REQUIRED TASK — Everything from the line with "For every instance of the sky, the" through the last line of the records below should be copied exactly, both ends included.

— START PROVIDED MATERIAL —

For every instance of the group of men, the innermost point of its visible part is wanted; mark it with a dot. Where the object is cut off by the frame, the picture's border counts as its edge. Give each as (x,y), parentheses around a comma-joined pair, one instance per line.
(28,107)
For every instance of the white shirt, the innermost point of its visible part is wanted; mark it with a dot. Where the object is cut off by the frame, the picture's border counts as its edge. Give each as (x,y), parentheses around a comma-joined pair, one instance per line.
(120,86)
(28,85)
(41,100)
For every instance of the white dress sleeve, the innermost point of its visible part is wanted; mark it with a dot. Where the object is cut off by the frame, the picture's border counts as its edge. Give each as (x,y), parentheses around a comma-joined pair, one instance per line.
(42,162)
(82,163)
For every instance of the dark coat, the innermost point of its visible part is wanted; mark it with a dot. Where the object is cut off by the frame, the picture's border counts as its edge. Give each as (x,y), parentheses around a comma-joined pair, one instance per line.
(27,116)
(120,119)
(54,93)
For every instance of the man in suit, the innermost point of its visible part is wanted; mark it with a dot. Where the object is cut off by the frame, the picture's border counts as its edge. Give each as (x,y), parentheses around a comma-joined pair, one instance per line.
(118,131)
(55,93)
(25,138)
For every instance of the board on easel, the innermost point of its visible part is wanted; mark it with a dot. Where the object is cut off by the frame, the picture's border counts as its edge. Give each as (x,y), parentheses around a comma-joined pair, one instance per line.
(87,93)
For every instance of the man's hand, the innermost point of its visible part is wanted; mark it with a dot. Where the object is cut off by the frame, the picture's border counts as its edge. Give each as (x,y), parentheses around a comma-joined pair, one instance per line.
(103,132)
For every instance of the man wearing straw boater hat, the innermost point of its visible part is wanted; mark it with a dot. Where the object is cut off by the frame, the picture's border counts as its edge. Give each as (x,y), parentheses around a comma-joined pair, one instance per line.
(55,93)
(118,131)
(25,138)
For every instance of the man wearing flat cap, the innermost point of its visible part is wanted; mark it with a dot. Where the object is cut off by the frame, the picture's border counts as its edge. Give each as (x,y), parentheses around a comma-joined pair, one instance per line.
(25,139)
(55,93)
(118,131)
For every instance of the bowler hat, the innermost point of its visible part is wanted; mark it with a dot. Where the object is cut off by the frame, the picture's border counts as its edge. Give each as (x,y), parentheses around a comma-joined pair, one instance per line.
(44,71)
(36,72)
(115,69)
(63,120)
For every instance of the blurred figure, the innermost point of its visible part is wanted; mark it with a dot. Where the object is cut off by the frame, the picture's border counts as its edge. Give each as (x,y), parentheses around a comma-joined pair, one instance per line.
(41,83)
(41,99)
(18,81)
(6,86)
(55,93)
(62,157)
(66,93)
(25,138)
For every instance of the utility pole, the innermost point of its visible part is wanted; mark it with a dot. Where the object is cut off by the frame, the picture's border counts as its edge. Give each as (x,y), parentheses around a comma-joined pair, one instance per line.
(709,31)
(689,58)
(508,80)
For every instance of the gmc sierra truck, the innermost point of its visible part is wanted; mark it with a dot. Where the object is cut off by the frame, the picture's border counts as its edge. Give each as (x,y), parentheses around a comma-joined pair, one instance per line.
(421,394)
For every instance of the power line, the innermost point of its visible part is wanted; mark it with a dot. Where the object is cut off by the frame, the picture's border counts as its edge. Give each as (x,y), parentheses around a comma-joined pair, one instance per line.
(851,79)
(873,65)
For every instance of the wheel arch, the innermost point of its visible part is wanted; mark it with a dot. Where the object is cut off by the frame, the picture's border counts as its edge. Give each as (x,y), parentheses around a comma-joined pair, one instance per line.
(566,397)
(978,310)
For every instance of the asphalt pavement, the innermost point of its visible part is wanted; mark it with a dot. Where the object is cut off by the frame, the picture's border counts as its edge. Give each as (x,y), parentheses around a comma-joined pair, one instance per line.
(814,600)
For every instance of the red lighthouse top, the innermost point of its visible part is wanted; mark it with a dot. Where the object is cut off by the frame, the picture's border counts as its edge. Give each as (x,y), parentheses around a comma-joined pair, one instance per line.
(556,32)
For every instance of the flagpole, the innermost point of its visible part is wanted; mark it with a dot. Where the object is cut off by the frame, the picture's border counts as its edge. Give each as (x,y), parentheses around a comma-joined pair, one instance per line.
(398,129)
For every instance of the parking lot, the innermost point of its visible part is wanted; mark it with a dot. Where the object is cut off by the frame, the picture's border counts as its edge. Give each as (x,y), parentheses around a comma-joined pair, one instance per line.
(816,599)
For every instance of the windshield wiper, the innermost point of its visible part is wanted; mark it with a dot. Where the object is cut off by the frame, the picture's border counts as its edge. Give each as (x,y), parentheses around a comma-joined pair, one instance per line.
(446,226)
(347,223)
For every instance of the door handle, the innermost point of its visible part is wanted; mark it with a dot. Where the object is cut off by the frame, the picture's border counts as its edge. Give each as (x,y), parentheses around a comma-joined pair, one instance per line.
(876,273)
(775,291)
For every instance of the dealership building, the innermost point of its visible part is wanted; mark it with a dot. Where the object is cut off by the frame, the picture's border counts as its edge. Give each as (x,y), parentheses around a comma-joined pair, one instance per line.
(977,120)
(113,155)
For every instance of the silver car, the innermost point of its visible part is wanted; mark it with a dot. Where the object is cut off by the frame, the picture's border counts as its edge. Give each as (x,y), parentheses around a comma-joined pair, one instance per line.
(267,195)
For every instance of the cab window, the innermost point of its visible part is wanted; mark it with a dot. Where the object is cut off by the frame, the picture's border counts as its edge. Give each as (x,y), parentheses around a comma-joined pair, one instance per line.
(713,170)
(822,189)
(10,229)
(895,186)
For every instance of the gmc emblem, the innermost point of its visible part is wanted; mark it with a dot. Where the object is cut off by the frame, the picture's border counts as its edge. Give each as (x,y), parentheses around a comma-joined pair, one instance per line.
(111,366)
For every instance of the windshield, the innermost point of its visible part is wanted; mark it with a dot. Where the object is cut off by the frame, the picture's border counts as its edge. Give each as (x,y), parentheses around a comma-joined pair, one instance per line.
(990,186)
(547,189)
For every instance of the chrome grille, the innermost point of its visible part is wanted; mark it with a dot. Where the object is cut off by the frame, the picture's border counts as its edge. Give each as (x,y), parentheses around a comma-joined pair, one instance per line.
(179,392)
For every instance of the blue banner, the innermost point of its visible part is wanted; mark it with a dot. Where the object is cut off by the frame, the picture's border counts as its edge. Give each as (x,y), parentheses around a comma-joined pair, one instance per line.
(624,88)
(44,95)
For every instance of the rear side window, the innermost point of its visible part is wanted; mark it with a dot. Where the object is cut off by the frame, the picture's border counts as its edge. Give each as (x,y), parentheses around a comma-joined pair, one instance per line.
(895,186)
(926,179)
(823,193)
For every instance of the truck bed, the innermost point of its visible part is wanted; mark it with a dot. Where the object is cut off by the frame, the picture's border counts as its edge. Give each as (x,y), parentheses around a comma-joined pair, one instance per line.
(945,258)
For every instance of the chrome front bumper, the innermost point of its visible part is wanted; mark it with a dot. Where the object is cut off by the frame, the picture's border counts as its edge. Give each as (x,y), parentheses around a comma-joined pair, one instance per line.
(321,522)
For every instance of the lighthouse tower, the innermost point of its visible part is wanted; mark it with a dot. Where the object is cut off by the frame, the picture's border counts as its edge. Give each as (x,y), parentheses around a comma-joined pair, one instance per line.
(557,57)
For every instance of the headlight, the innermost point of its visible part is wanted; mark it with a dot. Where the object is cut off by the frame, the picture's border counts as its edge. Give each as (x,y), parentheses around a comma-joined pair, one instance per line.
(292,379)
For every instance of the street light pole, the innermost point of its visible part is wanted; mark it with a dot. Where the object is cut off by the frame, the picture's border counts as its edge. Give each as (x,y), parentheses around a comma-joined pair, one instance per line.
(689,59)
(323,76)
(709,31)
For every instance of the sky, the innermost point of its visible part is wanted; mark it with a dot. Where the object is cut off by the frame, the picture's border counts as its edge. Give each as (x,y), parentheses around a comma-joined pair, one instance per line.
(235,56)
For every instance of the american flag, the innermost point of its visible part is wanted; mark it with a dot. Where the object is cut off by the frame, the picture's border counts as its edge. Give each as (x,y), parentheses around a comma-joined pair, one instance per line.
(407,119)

— END PROVIDED MATERIAL —

ANSWER TO THE PROBLEM —
For every instance of the sky, the innermost point of its visible part is wanted; mark it with a dot. Where the object is cut off by the frame, the picture's border counts as its edge. Give each as (x,y), parentheses around a comma-joined pair, one instance per line.
(235,56)
For every instance of the american flag, the innermost point of its visible part is wanted; mark it with a dot. Where the object is cut off by the frame, the picture's border counts as its edge. Give each as (x,y), parentheses around a comma-joined pair, one instance per line.
(407,119)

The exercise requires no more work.